**Source passage**:
## Start

Everything you need day‑to‑day – phases, parsing, and code generation.

What is a Compiler?

A compiler translates source code written in a high‑level programming language into target code (machine code / assembly) while reporting errors and optimising the output.

Phases of a Compiler

1. Lexical Analysis (Scanner)
  • Reads source code character by character
  • Produces tokens (keywords, identifiers, literals, operators)
  • Removes whitespace and comments
  • Uses regular expressions
  • Output: token stream
2. Syntax Analysis (Parser)
  • Checks syntax using grammar
  • Builds Abstract Syntax Tree (AST) or Parse Tree
  • Reports syntax errors
  • Uses context‑free grammars (CFG)
  • Output: parse tree / AST
3. Semantic Analysis
  • Checks semantic correctness
  • Type checking
  • Symbol table management
  • Scope resolution
  • Output: annotated AST
4. Intermediate Code Generation
  • Converts AST to intermediate representation (IR)

## End

Dataset rows:
## Start

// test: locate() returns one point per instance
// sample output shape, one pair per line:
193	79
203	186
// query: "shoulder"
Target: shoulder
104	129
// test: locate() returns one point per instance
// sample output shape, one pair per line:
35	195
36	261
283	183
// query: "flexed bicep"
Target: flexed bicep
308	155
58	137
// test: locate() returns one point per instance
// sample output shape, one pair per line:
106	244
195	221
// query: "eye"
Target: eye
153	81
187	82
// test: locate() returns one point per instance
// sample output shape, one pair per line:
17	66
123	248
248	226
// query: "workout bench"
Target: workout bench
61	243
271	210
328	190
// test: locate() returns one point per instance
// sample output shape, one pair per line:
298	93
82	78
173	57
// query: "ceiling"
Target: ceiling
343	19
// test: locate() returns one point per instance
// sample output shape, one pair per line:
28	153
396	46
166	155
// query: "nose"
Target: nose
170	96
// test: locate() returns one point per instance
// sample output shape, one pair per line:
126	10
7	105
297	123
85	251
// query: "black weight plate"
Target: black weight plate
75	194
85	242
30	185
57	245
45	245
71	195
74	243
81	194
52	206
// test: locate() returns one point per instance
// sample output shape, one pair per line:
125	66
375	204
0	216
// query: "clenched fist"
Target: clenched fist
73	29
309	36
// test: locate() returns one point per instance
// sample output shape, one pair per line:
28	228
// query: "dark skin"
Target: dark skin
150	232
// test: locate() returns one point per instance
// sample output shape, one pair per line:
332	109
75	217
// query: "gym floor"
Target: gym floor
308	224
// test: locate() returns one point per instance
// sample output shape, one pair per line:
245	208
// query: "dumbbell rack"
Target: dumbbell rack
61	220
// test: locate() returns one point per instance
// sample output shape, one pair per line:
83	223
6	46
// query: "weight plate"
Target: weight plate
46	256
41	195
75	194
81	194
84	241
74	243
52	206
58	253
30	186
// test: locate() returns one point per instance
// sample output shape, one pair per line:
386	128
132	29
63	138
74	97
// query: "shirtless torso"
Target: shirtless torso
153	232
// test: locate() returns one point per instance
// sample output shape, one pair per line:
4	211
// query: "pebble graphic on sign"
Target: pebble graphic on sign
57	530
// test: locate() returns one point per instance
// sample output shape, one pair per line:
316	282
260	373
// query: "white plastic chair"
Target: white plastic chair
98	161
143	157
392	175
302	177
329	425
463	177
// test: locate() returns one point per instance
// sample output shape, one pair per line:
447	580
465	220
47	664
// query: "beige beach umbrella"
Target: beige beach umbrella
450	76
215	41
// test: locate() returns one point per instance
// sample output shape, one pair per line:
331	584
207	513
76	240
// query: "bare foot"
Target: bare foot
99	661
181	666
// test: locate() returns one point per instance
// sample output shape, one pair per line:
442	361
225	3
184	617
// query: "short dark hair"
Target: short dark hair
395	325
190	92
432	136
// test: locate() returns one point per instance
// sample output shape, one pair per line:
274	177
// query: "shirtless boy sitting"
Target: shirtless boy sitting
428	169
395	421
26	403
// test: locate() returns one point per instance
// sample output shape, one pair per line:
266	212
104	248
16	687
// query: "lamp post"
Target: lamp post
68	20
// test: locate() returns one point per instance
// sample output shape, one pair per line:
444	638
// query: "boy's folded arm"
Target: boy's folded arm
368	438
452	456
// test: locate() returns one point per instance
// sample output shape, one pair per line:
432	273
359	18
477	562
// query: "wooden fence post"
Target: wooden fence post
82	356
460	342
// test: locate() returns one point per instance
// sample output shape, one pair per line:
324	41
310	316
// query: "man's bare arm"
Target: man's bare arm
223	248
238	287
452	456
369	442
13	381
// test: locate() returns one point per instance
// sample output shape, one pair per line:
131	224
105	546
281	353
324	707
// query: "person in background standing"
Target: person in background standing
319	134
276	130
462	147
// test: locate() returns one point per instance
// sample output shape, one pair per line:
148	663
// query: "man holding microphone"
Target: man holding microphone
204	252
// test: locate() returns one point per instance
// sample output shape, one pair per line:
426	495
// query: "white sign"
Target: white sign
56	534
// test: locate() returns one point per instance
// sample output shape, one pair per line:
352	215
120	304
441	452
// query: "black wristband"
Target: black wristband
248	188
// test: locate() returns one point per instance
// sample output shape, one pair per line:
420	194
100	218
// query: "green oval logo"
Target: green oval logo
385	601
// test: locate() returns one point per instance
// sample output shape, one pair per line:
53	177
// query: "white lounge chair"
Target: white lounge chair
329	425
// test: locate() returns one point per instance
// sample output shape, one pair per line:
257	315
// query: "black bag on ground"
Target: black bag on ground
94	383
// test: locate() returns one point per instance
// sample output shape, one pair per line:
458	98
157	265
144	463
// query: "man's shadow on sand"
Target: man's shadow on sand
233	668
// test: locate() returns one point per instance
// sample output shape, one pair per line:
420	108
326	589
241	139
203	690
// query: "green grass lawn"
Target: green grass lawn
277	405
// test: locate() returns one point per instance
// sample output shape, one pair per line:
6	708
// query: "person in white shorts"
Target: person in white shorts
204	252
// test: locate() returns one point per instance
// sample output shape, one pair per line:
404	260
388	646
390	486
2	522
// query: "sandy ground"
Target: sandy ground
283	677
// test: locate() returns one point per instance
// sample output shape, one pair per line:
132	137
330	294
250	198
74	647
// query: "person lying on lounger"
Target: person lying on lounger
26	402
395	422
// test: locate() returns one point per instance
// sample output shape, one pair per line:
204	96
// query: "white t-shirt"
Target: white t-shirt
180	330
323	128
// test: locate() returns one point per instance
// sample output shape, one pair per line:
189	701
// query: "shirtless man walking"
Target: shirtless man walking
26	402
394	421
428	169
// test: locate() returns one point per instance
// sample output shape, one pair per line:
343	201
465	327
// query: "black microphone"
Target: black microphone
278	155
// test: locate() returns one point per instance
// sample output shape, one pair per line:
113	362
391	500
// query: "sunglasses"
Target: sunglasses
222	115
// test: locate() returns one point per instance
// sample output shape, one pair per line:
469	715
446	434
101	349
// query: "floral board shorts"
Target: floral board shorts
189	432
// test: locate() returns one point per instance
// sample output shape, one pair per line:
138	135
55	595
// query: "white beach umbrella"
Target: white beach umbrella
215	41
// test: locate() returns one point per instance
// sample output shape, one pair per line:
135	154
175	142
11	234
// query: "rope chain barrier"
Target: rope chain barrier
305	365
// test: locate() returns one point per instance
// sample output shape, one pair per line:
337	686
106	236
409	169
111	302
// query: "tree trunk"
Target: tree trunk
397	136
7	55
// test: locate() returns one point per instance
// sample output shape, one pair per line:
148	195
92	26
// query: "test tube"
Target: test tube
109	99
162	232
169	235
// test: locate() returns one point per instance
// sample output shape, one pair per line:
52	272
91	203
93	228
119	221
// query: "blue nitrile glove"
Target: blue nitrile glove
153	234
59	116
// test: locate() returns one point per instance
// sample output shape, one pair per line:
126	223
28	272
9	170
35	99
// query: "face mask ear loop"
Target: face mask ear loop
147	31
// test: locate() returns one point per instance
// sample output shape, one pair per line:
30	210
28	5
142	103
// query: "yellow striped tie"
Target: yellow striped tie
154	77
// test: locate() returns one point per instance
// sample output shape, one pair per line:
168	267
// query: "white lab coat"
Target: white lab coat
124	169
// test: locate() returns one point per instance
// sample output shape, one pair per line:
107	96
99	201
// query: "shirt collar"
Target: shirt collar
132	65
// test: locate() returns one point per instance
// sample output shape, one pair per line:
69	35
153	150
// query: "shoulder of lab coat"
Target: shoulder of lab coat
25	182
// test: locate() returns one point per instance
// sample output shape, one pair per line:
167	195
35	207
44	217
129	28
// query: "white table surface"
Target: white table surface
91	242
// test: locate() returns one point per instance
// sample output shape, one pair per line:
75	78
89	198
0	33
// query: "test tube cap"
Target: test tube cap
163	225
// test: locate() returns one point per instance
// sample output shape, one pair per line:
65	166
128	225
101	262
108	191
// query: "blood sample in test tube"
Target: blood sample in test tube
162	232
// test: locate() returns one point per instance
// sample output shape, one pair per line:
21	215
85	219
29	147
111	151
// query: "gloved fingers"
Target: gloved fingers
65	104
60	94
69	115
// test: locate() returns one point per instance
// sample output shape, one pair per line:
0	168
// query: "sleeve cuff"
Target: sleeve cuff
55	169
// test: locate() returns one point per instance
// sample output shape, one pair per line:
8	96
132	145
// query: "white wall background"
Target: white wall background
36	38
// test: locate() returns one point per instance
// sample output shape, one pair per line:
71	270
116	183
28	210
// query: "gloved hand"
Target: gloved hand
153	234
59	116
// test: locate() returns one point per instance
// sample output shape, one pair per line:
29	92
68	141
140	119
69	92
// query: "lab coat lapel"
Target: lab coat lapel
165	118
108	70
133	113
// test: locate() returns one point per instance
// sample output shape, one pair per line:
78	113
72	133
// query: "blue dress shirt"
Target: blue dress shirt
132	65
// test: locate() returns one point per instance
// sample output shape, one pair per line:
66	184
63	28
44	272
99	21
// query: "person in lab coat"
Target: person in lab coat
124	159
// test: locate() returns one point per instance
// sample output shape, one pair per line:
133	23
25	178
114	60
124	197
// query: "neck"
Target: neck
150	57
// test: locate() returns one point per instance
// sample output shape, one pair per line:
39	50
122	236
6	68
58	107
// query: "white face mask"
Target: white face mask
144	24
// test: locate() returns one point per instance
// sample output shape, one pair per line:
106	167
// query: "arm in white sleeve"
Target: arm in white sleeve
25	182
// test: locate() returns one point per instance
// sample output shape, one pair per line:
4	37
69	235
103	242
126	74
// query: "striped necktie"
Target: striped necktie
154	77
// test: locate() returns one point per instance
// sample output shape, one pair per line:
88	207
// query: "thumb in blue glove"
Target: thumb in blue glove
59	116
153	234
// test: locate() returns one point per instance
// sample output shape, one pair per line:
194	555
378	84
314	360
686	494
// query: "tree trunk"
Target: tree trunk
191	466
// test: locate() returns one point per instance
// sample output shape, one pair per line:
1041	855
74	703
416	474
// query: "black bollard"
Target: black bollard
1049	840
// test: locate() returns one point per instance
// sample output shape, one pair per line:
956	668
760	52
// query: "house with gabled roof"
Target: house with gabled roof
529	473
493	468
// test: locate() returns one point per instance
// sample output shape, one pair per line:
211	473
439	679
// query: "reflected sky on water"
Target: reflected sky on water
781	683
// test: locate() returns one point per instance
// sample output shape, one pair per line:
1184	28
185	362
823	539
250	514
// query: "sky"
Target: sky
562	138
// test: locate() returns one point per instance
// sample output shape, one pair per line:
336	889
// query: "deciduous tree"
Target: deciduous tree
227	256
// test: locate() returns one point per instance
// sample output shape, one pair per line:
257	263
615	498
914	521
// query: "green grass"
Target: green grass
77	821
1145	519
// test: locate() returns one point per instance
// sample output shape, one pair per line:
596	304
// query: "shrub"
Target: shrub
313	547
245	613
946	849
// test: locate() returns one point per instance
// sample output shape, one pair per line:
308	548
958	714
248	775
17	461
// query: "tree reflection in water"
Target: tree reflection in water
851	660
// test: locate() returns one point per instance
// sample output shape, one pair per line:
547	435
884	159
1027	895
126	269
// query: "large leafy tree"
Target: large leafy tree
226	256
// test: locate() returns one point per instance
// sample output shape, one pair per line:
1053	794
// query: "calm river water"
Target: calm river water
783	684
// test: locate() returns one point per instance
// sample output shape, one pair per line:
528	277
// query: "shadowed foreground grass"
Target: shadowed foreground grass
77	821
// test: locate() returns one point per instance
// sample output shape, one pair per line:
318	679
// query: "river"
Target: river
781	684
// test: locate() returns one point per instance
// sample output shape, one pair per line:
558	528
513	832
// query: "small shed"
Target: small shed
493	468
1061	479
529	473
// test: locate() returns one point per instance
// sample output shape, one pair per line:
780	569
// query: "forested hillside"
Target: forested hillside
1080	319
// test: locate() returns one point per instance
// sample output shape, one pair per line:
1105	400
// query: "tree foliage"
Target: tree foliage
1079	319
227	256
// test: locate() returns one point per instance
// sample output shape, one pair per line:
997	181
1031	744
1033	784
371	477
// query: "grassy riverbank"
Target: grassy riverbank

## End

Summarize the compiler overview in two sentences. The records have no role in this work.

**Task solution**:
A compiler translates source code written in a high-level language into target code such as machine code or assembly, reporting errors and optimizing the output. Its phases start with lexical analysis, which turns the source into a token stream, then syntax analysis, which checks the code against a context-free grammar and builds a parse tree or AST, then semantic analysis, which handles type checking and scope resolution and produces an annotated AST, and then intermediate code generation, which converts the AST into an intermediate representation.